Given passage:
[BEGIN]
Awesome, thank you!

I marked it as Verified and linked to this thread for tracking / additional
info.

W


On Mon, Jul 08, 2024 at 6:22 PM, Peter Thomassen <[email protected]> wrote:

> Hi Warren,
>
> tl;dr: The erratum is correct, and I think can be verified.
>
> The situation described in the second-to-last paragraph of RFC 6781
> Section 4.3.5.1 (and illustrated in Appendix D) amounts to
>
> - adding operator B as a multi-signing party according to RFC 8901 Model,
> - removing operator A.
>
> The delegation goes directly from NS_A to NS_B, whereas a permanent
> multi-signer setup would have both NS_A and NS_B in the delegation.
> Otherwise, the above is identical to a Model 2 multi-signer configuration.
>
> To evaluate the erratum, it thus helps to think about multi-signer
> transitions. It turns out these have been analyzed in detail. For example,
> see page 2 of the IETF 115 DNSOP presentation on Multi-Signer Key Exchange
> [1], which says:
>
> DNSKEY responses must contain all keys a validating resolver may need for
> validation [...]
> (RRSIG is always from the same provider [as the DNSKEY RRset])
>
> Perhaps an example helps. If you have two providers, a resolver might
> fetch the DNSKEY RRset from provider A and some other RRset (e.g., www IN
> A) from provider B. (In multi-signer, this happens routinely, and in RFC
> 6781 Section 4.3.5.1 it happens when the delegation switches between the
> two fetches.) -- Now, what's important is that, at each provider,
>
> 1.) the DNSKEY RRset has either provider's ZSK, so that one can validate
> the "www IN A" RRset with it, regardless of which providers the DNSKEY and
> A RRset were fetched from;
>
> 2.) the DNKSEY RRset itself needs to be validated, which works if it is
> signed with a key that is represented in the DS RRset. In the situation at
> hand, there DS records for *both* provider's KSK, so *either one* can be
> used to validate the DNSKEY RRset. It therefore suffices if each provider
> serves their own DNSKEY RRSIG.
>
> They only need import each other's ZSKs, but not exchange KSKs or RRSIGs.
>
> This is exactly the point of the erratum.
>
> Best,
> Peter
>
> [1]: https://datatracker.ietf.org/meeting/115/materials/
> slides-115-dnsop-multi-signer-key-exchange-mske-00.pdf
>
> On 6/27/24 16:46, Warren Kumari wrote:
>
> Hi there WG,
>
> I am trying to go through and clean up all open Operations Errata.
>
> I would really appreciate some input / advice from the WG on what I should
> do here — I've read and reread the thread and the document, and cannot
> figure out if this Errata is correct or not….
>
> I'm tempted to mark this as Hold for Document Update, but I'm not sure if
> that is best.
>
> Errata: https://www.rfc-editor.org/errata/eid6692 <https://www.rfc-editor.
[END]
Dataset extract:
[BEGIN]
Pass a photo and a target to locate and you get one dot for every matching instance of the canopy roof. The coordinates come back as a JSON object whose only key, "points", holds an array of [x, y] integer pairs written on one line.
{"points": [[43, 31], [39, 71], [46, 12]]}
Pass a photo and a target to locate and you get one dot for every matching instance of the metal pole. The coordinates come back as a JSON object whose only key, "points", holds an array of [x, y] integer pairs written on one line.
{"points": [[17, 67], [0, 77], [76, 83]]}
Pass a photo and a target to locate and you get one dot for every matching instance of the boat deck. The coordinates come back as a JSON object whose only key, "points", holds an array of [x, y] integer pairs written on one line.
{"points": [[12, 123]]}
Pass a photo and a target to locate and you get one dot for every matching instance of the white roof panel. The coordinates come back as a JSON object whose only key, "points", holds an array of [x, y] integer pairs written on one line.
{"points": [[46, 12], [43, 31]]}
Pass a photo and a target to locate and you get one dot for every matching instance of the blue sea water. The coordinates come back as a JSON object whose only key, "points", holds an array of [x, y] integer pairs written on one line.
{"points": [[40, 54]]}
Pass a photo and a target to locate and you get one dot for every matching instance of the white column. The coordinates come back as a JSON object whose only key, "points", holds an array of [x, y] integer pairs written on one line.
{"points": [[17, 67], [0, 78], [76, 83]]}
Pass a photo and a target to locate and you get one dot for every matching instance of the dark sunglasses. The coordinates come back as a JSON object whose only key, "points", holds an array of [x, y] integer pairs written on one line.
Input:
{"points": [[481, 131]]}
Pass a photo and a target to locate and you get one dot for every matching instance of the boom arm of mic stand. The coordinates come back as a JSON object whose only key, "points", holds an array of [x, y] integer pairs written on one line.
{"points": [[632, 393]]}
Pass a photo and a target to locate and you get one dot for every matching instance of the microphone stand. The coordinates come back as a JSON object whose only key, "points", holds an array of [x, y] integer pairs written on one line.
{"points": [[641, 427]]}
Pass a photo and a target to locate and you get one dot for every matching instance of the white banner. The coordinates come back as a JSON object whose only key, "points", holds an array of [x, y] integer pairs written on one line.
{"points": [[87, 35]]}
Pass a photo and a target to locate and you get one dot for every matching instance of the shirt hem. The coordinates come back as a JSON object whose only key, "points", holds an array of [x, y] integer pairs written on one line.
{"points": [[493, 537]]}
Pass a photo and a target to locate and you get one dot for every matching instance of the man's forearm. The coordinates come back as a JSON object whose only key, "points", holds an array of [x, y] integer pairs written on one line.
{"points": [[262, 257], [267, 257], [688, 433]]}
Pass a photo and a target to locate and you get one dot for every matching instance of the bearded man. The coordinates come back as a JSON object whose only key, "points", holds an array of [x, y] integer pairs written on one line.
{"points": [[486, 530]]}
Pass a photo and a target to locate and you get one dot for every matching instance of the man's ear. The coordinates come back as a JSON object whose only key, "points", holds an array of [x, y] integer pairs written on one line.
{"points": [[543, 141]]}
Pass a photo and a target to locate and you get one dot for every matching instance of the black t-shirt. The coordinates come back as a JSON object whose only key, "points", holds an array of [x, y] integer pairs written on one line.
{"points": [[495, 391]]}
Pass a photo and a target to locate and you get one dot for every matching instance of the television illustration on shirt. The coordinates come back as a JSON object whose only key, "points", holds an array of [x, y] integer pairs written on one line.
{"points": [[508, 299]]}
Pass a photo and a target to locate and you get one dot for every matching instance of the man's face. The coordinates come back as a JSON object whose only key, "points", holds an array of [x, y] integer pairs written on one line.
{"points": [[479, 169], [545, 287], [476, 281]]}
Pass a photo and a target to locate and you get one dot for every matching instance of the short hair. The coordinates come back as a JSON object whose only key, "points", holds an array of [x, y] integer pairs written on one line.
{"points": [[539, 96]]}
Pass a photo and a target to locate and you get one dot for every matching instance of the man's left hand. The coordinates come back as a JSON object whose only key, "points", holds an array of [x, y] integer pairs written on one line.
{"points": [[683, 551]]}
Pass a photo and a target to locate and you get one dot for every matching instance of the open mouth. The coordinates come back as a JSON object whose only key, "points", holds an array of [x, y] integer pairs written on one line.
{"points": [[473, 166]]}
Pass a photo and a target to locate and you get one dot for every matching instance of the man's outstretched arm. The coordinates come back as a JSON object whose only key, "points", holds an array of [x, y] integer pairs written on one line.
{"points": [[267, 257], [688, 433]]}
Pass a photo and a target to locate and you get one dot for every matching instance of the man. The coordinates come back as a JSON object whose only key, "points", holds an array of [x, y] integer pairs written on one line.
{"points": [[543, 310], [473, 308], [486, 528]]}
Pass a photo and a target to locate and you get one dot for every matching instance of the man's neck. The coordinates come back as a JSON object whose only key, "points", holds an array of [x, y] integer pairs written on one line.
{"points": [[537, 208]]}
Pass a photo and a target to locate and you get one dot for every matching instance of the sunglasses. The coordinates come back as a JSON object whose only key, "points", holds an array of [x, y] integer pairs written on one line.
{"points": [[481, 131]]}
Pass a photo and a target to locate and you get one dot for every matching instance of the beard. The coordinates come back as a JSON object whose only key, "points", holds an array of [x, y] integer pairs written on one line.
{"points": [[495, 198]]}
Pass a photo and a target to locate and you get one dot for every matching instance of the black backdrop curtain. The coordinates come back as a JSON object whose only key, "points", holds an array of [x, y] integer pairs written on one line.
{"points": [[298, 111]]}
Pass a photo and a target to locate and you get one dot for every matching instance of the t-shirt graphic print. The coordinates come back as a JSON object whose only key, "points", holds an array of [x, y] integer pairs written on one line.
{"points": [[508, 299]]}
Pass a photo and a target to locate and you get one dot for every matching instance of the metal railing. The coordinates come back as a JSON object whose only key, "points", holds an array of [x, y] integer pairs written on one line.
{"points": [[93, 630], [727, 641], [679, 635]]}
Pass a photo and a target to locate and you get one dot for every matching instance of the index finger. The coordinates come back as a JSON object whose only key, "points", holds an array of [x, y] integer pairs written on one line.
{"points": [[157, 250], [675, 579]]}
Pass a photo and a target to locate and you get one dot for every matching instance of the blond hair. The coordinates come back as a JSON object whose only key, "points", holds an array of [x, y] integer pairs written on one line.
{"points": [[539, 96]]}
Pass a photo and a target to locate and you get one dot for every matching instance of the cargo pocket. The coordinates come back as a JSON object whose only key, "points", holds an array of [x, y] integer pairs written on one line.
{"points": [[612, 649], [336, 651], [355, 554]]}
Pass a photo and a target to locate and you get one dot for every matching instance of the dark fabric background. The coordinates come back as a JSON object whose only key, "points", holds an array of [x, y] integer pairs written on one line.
[END]
Work to complete:
A - Duplicate the part of the email thread that begins at the words "Awesome, thank you!" and stops after the words "can be verified.".
B - In the email thread, which kinds of record sets are explicitly called an "RRset"? List each one.
C - According to the email thread, what status did Warren give the erratum?

Solutions in order:
A -
Awesome, thank you!

I marked it as Verified and linked to this thread for tracking / additional
info.

W


On Mon, Jul 08, 2024 at 6:22 PM, Peter Thomassen <[email protected]> wrote:

> Hi Warren,
>
> tl;dr: The erratum is correct, and I think can be verified.

B -
DNSKEY RRset
A RRset ("www IN A")
DS RRset

C - He marked it as Verified and linked to the thread for tracking and additional info.